++++ Page ++++

Edit: The AI also uses some local variables declared static for performance. All those will have to have the static keyword removed of course.

@hessenfarmer
Copy link
Contributor

ok thanks I will have a look.
What is promising is that a singleplayer game with only one AI runs without a crash for quite a while

@hessenfarmer
Copy link
Contributor

Ok I am in Progress in understanding the concept.
In a first run I will clear of the static variables then as the above crash seems to be exactly an issue from this problem.
I still have difficulties to determine which type of Mutex to use when I need one. (i.e. what is the definition of each enum entry in the mutex Id enum?)
I don't know what a OPtr is and what the difference to a normal pointer is.

@Noordfrees
Copy link
Member

The only mutex you should need for the AI is the kObjects mutex. The other ones are all used by various parts of the back-end, but the AI code uses front-end functions which already ought to take care of thread safety. E.g. the kCommands mutex guards against concurrent sending and processing of player commands, and the AI sends its commands via the send_... functions which use this mutex internally.
The kObjects mutex guards creation and deletion of map objects. Any new map object is first created and then initialized, and this is guarded by a kObjects lock to ensure that other threads will not attempt to access a map object before its initialization is complete. Whenever an object is removed, all the time from its cleanup until the actual deletion is also guarded by a lock to ensure other threads won't access an object that is in the process of being deleted. A few other major changes are guarded similarly.


A normal pointer just points to an address in memory at which an object is located. Such a pointer does not "know" if this memory is freed by another thread, so a pointer that is valid at some time may point to invalid memory later, resulting in a heap-use-after-free. OPtr is a custom pointer-like struct which only stores the serial number of a map object. It has a get() function which checks whether the pointed-to object still exists; if so, it returns a normal pointer to it, otherwise it returns nullptr.
An example:

void do_something(Building* b) {
  b->some_function();
  do_something_else_for_a_long_time();
  b->some_function();
}

This code above is problematic, because building b might be deleted by another thread while do_something_else_for_a_long_time is running. There are two methods to secure it:

You can use a mutex lock, if you need to be absolutely certain that b stays valid all the time:

void do_something(Building* b) {
  MutexLock m(MutexLock::ID::kObjects);
  b->some_function();
  do_something_else_for_a_long_time();
  b->some_function();
  // `m` goes out of scope here
}

This has the disadvantage that the lock stays in existance for a long time. The better solution is to use OPtr and get a fresh pointer whenever you need one. You still need to create a lock every time to ensure the building won't vanish while you're working with it, but the lock's scope only needs to be as large as the scope of the actual pointer:

void do_something(OPtr<Building> b) {
  {
    MutexLock m(MutexLock::ID::kObjects);
    if (Building* bld = b.get(game())) {
      bld->some_function();
    }
    // `m` goes out of scope here
  }

  // There is no active lock any more now
  do_something_else_for_a_long_time();

  {
    MutexLock m(MutexLock::ID::kObjects);
    if (Building* bld = b.get(game())) {
      bld->some_function();
    }
    // `m` goes out of scope here
  }
}

@hessenfarmer
Copy link
Contributor

thanks for the explanation.

++++ Given data ++++

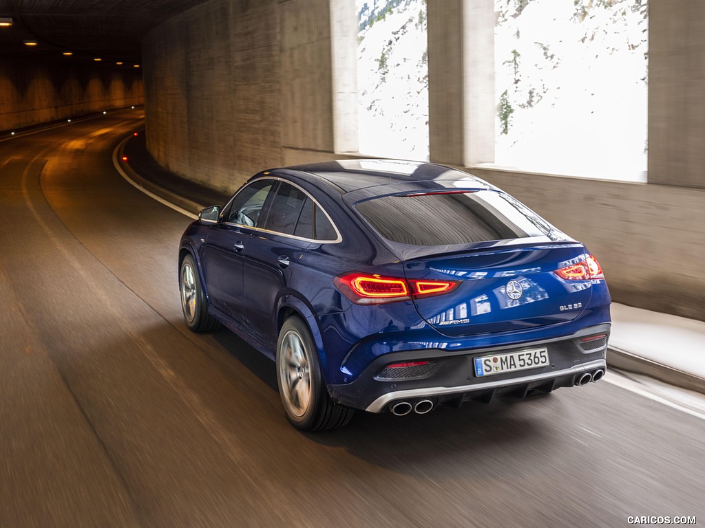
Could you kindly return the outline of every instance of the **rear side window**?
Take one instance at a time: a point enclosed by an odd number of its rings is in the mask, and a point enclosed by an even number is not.
[[[355,207],[384,238],[416,246],[539,237],[551,230],[520,201],[496,191],[408,193]]]
[[[261,227],[277,233],[293,234],[306,199],[306,194],[300,189],[288,183],[279,184],[266,220]]]
[[[336,228],[328,220],[323,210],[317,204],[314,204],[310,198],[306,199],[294,234],[321,241],[332,241],[338,239]]]

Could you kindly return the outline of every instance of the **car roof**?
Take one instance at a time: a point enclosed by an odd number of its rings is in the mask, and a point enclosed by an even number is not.
[[[479,178],[450,167],[400,160],[338,160],[292,165],[276,172],[295,172],[305,180],[308,179],[306,175],[312,175],[336,187],[342,194],[389,184],[403,184],[410,190],[426,189],[428,186],[424,182],[441,180],[462,180],[463,187],[491,187]]]

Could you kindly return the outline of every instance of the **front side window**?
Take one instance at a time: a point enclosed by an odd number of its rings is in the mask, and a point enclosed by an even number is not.
[[[355,207],[384,238],[416,246],[539,237],[551,230],[520,202],[496,191],[395,195]]]
[[[225,213],[225,221],[248,227],[256,226],[264,200],[274,183],[272,180],[258,180],[245,187],[233,199],[230,209]]]

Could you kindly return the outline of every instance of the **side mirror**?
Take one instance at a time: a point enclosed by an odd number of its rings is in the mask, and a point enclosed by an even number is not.
[[[198,221],[203,225],[215,225],[220,218],[220,206],[211,206],[198,213]]]

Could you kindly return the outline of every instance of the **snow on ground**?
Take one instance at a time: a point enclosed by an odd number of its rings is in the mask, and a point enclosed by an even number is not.
[[[705,379],[705,322],[612,303],[610,346]]]

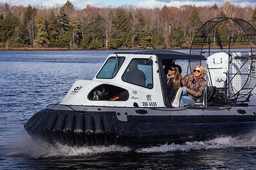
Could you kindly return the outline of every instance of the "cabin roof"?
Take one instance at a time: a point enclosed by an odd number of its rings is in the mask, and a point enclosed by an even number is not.
[[[160,59],[172,60],[204,60],[207,59],[202,55],[188,54],[171,50],[148,50],[129,52],[114,52],[114,54],[131,54],[152,55],[157,56]]]

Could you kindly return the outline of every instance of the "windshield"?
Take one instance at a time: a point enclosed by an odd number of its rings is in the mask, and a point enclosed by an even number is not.
[[[148,59],[133,59],[122,76],[125,82],[153,88],[152,66]]]
[[[96,78],[112,78],[116,76],[124,63],[124,57],[113,57],[108,59]]]

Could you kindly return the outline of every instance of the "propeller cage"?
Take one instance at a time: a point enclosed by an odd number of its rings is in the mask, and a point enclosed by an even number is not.
[[[241,41],[236,41],[237,39],[233,39],[232,36],[227,39],[220,39],[218,29],[222,23],[226,25],[235,24]],[[250,23],[241,19],[214,18],[205,23],[198,31],[190,53],[202,55],[207,58],[216,53],[213,49],[218,46],[221,49],[220,52],[224,50],[230,57],[228,70],[225,72],[227,81],[224,86],[208,87],[215,94],[215,105],[248,102],[250,96],[256,94],[256,30]],[[206,64],[201,61],[190,60],[189,62],[188,70],[190,68],[192,70],[193,66],[197,65],[206,68]],[[206,70],[208,71],[208,67]],[[210,76],[209,74],[208,76]]]

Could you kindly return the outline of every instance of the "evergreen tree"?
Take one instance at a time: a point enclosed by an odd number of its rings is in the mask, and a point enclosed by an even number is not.
[[[35,17],[36,15],[36,9],[28,6],[24,12],[23,23],[29,33],[30,45],[35,47],[34,37],[36,33]]]
[[[79,21],[76,19],[76,16],[74,12],[73,12],[70,18],[70,22],[71,28],[70,36],[70,48],[74,49],[76,45],[76,39],[78,37],[78,33],[79,31],[78,25],[79,25]]]
[[[101,17],[100,15],[98,15],[92,23],[92,37],[93,39],[90,42],[90,45],[91,49],[98,49],[102,47],[104,45],[103,33],[99,26],[102,21]]]
[[[70,2],[69,0],[68,0],[66,3],[63,5],[63,8],[65,9],[70,9],[72,10],[74,9],[74,5]]]
[[[161,49],[164,48],[166,45],[164,43],[164,38],[162,35],[157,35],[152,37],[151,46],[154,49]]]
[[[256,8],[254,9],[254,10],[253,11],[253,13],[252,13],[252,20],[254,22],[256,22]]]
[[[48,20],[47,21],[47,33],[49,36],[50,46],[56,47],[56,37],[58,35],[58,21],[53,10],[51,10]]]
[[[42,47],[44,44],[49,43],[49,41],[47,38],[47,33],[45,25],[44,14],[41,14],[40,10],[38,10],[35,18],[35,21],[36,26],[37,28],[37,33],[35,37],[36,46],[37,47]]]
[[[70,48],[70,32],[69,31],[63,32],[63,33],[59,34],[56,38],[57,47],[60,48]]]
[[[64,6],[60,8],[60,12],[57,17],[57,21],[60,25],[61,32],[69,31],[69,25],[67,14],[65,12]]]
[[[145,26],[140,25],[140,31],[138,35],[139,45],[144,47],[148,46],[150,45],[151,37],[148,32],[148,24]]]

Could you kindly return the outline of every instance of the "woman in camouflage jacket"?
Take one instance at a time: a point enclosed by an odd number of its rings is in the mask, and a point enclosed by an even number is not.
[[[180,106],[184,103],[194,104],[202,95],[205,88],[206,80],[204,78],[205,72],[200,65],[195,67],[192,73],[190,73],[182,79],[182,92],[180,96]]]

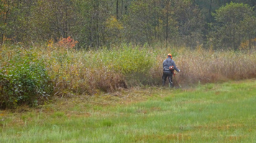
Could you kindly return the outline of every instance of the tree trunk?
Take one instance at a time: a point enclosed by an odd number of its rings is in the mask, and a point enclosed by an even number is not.
[[[118,20],[119,19],[119,17],[118,17],[118,1],[119,0],[116,0],[116,19]]]

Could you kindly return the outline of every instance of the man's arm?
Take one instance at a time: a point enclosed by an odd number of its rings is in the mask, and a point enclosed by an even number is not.
[[[175,64],[175,63],[174,62],[173,60],[173,65],[174,69],[176,70],[178,72],[180,72],[180,70],[177,68],[176,64]]]

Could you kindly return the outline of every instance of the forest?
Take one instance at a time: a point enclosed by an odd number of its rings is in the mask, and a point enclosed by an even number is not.
[[[250,49],[255,0],[1,0],[0,45],[57,42],[77,49],[157,43]]]
[[[255,0],[0,0],[0,109],[256,77]],[[181,86],[182,85],[182,86]],[[163,87],[164,88],[164,87]]]

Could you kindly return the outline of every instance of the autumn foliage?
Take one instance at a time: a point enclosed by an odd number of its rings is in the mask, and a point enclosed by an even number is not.
[[[60,46],[72,49],[76,46],[76,44],[77,43],[78,43],[78,41],[73,39],[70,36],[68,36],[68,38],[60,39],[58,44]]]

++++

## Tasks to carry out
a: In the thread about mutexes and OPtr, repeat the passage starting with "I still have" and going on through "this mutex internally.", switching "kCommands" to "kPlayerCommands".
b: Rewrite these lines of the entries as a numbered list, starting with the line with "the man's arm?" and going on through the last line of the entries, and leave out blank lines.

## The results
a:
I still have difficulties to determine which type of Mutex to use when I need one. (i.e. what is the definition of each enum entry in the mutex Id enum?)
I don't know what a OPtr is and what the difference to a normal pointer is.

@Noordfrees
Copy link
Member

The only mutex you should need for the AI is the kObjects mutex. The other ones are all used by various parts of the back-end, but the AI code uses front-end functions which already ought to take care of thread safety. E.g. the kPlayerCommands mutex guards against concurrent sending and processing of player commands, and the AI sends its commands via the send_... functions which use this mutex internally.

b:
1. Could you kindly return the outline of every instance of the man's arm?
2. Take one instance at a time: a point enclosed by an odd number of its rings is in the mask, and a point enclosed by an even number is not.
3. [[[175,64],[175,63],[174,62],[173,60],[173,65],[174,69],[176,70],[178,72],[180,72],[180,70],[177,68],[176,64]]]
4. Could you kindly return the outline of every instance of the forest?
5. Take one instance at a time: a point enclosed by an odd number of its rings is in the mask, and a point enclosed by an even number is not.
6. [[[250,49],[255,0],[1,0],[0,45],[57,42],[77,49],[157,43]]]
7. [[[255,0],[0,0],[0,109],[256,77]],[[181,86],[182,85],[182,86]],[[163,87],[164,88],[164,87]]]
8. Could you kindly return the outline of every instance of the autumn foliage?
9. Take one instance at a time: a point enclosed by an odd number of its rings is in the mask, and a point enclosed by an even number is not.
10. [[[60,46],[72,49],[76,46],[76,44],[77,43],[78,43],[78,41],[73,39],[70,36],[68,36],[68,38],[60,39],[58,44]]]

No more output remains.